**Work instructions**
Go to the line with "Please look at the following" in the entries below and write out every line from there through the line with "Please look at the screenshot", exactly and without pictures.

Entries taken from a collection
----------
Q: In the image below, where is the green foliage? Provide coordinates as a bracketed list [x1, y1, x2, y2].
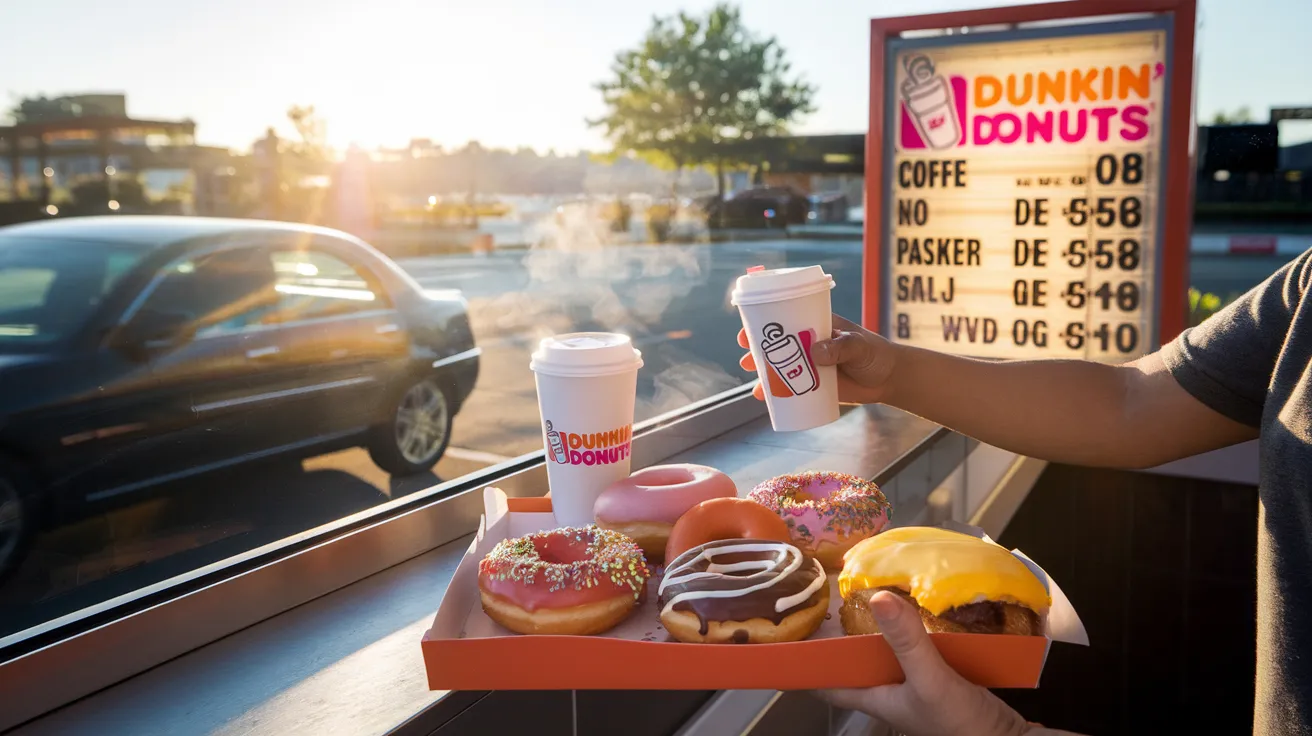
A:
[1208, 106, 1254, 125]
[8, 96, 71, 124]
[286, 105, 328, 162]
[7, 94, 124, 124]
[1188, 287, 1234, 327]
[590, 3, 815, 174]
----------
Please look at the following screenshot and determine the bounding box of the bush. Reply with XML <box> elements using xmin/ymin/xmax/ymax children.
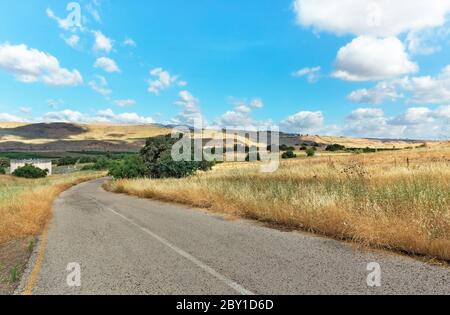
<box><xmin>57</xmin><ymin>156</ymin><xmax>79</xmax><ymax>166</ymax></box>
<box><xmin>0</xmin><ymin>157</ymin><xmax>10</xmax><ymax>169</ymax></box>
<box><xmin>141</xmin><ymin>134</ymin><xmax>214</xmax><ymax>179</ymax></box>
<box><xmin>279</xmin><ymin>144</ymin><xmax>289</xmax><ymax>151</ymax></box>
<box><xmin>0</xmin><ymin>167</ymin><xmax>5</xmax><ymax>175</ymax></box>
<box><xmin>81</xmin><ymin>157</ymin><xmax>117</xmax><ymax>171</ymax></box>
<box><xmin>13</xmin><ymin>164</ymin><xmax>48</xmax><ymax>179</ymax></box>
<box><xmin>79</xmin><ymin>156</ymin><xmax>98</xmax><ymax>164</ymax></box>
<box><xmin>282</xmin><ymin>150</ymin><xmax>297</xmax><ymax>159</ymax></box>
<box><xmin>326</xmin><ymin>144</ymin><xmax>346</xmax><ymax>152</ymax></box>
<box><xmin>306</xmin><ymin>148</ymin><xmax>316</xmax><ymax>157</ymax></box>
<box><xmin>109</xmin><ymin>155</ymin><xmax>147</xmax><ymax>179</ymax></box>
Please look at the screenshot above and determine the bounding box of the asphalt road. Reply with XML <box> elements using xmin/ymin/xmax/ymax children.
----------
**Output**
Please look at the following screenshot and determine the bounding box of the bush. Reply with XML <box> elements using xmin/ymin/xmax/ymax children.
<box><xmin>57</xmin><ymin>156</ymin><xmax>79</xmax><ymax>166</ymax></box>
<box><xmin>0</xmin><ymin>157</ymin><xmax>10</xmax><ymax>169</ymax></box>
<box><xmin>141</xmin><ymin>134</ymin><xmax>214</xmax><ymax>179</ymax></box>
<box><xmin>279</xmin><ymin>144</ymin><xmax>289</xmax><ymax>151</ymax></box>
<box><xmin>0</xmin><ymin>167</ymin><xmax>5</xmax><ymax>175</ymax></box>
<box><xmin>81</xmin><ymin>157</ymin><xmax>117</xmax><ymax>171</ymax></box>
<box><xmin>13</xmin><ymin>164</ymin><xmax>48</xmax><ymax>179</ymax></box>
<box><xmin>79</xmin><ymin>156</ymin><xmax>98</xmax><ymax>164</ymax></box>
<box><xmin>282</xmin><ymin>150</ymin><xmax>297</xmax><ymax>159</ymax></box>
<box><xmin>326</xmin><ymin>144</ymin><xmax>346</xmax><ymax>152</ymax></box>
<box><xmin>306</xmin><ymin>148</ymin><xmax>316</xmax><ymax>157</ymax></box>
<box><xmin>109</xmin><ymin>155</ymin><xmax>147</xmax><ymax>179</ymax></box>
Please look at the screenshot above and determine the bounding box of the asphalt road. Reply with XML <box> elements using xmin/ymin/xmax/ymax children.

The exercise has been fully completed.